WHAT IS REQUIRED: How many lines in the items below contain the string "straw"? Reply with the number alone.

Segmentation dataset records:
.....

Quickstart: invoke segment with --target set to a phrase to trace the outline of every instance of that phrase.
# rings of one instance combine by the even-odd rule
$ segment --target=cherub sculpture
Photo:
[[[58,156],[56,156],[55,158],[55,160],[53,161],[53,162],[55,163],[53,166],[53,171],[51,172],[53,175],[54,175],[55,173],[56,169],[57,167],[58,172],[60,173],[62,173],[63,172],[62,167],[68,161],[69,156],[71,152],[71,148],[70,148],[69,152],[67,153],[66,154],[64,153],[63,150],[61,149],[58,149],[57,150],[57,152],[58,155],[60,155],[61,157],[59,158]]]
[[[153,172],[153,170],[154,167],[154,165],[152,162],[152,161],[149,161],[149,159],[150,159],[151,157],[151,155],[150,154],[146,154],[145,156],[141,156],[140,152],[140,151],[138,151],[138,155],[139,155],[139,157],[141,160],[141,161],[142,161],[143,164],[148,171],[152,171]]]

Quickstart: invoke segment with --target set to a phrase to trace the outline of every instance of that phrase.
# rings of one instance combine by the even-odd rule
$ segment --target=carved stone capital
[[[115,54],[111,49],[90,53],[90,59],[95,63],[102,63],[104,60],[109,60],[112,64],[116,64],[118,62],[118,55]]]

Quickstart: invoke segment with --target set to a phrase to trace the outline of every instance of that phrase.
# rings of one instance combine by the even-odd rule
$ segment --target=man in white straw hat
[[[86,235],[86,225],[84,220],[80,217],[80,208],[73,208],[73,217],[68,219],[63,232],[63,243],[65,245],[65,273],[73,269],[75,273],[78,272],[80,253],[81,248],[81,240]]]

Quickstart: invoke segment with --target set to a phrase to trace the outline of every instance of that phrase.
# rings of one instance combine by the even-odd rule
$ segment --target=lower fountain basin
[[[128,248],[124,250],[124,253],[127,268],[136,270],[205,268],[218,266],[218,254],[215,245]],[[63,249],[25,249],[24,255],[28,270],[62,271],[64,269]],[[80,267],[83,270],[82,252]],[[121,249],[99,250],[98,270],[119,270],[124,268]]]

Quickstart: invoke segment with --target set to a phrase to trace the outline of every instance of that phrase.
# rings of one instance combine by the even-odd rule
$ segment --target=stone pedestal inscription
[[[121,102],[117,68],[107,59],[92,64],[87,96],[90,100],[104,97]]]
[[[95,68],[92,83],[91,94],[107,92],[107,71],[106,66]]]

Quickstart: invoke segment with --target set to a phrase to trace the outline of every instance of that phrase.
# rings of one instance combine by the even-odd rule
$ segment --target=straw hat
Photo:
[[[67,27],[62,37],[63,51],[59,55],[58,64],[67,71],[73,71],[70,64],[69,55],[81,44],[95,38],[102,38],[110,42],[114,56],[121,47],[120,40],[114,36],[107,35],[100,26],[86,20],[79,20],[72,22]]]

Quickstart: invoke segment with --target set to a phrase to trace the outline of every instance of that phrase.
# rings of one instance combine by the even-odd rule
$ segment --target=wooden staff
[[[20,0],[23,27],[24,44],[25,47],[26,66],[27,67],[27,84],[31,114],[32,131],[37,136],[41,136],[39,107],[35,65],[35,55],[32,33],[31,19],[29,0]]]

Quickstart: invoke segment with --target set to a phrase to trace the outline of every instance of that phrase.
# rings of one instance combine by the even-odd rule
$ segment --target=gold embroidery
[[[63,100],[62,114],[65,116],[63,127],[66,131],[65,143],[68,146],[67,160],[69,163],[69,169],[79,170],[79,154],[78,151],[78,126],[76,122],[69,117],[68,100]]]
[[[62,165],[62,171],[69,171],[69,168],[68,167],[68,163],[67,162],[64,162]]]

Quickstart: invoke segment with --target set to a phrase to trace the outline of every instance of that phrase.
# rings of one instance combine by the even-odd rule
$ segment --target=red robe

.....

THE COMPLETED TASK: 2